Data records:

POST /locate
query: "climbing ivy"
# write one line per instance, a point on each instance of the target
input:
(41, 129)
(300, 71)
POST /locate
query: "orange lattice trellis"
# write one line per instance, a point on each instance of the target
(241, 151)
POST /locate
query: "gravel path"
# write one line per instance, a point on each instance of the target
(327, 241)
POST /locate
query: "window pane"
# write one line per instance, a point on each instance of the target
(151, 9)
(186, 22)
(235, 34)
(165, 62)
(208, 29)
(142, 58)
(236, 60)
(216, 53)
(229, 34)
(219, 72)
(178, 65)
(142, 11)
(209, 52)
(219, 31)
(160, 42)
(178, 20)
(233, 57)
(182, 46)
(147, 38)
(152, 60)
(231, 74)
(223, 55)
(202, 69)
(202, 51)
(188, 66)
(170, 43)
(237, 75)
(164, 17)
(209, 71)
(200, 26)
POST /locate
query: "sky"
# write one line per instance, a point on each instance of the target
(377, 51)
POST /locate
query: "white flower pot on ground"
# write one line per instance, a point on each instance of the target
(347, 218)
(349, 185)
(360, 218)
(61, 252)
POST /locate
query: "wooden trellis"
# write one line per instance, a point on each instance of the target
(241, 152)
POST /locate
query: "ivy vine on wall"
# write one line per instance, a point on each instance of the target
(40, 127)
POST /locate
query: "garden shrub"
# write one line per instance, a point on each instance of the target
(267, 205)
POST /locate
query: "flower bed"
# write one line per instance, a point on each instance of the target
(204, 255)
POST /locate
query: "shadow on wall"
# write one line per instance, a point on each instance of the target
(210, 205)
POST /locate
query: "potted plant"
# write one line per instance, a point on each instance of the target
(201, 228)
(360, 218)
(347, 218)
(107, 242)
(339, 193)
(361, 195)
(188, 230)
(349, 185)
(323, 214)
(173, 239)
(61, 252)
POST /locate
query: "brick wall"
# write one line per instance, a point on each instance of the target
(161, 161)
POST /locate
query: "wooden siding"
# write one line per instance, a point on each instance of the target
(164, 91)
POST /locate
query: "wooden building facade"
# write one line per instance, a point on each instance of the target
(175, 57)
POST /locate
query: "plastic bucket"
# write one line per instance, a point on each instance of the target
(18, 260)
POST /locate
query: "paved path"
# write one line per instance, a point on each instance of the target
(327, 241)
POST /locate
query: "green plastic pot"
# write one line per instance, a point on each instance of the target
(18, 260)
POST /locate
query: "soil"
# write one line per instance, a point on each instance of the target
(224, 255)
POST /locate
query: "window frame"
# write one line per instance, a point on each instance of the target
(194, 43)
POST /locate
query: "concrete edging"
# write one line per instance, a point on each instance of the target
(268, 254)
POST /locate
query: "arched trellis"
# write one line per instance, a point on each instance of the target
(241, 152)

» **DIRECTIONS FOR THIS TASK**
Your reply should contain every entry, repeated exactly.

» **SOLVED EXERCISE**
POST /locate
query: "climbing ivy"
# write one line per instance, a point on each instance of the target
input:
(41, 129)
(300, 71)
POST /locate
query: "orange lattice trellis"
# write one line per instance, a point on each instance of the target
(241, 151)
POST /locate
query: "gravel path"
# write one line per instance, a point on each instance of the target
(327, 241)
POST /locate
query: "window pane"
# write one line per instance, a point on each instance of the target
(151, 9)
(186, 22)
(235, 34)
(165, 62)
(208, 29)
(142, 58)
(236, 60)
(216, 53)
(229, 34)
(219, 72)
(178, 65)
(142, 11)
(209, 52)
(219, 31)
(160, 42)
(178, 20)
(233, 57)
(182, 46)
(147, 38)
(152, 60)
(231, 74)
(223, 55)
(202, 69)
(202, 51)
(188, 66)
(170, 43)
(237, 75)
(164, 17)
(209, 71)
(200, 26)
POST /locate
query: "sky"
# write one line per instance, a point on each instance of the target
(377, 51)
POST /locate
query: "white flower pot on ground"
# write one line per instance, a point on each instance of the target
(347, 218)
(349, 185)
(360, 218)
(61, 252)
POST /locate
query: "wooden trellis"
# write one line per instance, a point on each instance of the target
(241, 152)
POST /locate
query: "ivy vine on wall"
# write one line per instance, a point on each instance of the target
(40, 127)
POST /locate
query: "garden shrub"
# write one line per instance, a point on each instance of the target
(267, 205)
POST /locate
query: "flower bed"
# write one line per instance, a point on each instance of the target
(204, 255)
POST /locate
query: "shadow on wall"
# write one line per instance, a point on each instance of the target
(210, 205)
POST /locate
query: "potted plant"
# write one line per instance, a point on each instance of the target
(201, 228)
(360, 218)
(347, 218)
(107, 242)
(339, 193)
(361, 195)
(188, 230)
(349, 185)
(323, 214)
(173, 239)
(61, 252)
POST /locate
query: "brick wall"
# write one line per instance, a point on each instance of the target
(161, 161)
POST /locate
query: "wooden siding"
# write one line per instance, a point on each instance of the target
(164, 91)
POST /locate
query: "wooden building facade"
# write one line per instance, a point on each instance of the target
(175, 57)
POST /locate
query: "plastic bucket"
# write one line per instance, a point on each instance of the target
(18, 260)
POST /locate
query: "paved path"
# write one line per instance, a point on each instance of the target
(327, 241)
POST /locate
query: "green plastic pot"
# write one line per instance, a point on each instance of the target
(18, 260)
POST /locate
query: "soil"
# write one line per instance, a point on each instance of the target
(224, 255)
POST /locate
query: "window frame"
# write one line per instance, a point on each instance of the target
(194, 43)
POST /locate
query: "concrete edging"
# write one line per instance, a point on each instance of the target
(268, 254)
POST /locate
query: "arched trellis"
# write one line per instance, a point on each instance of the target
(241, 152)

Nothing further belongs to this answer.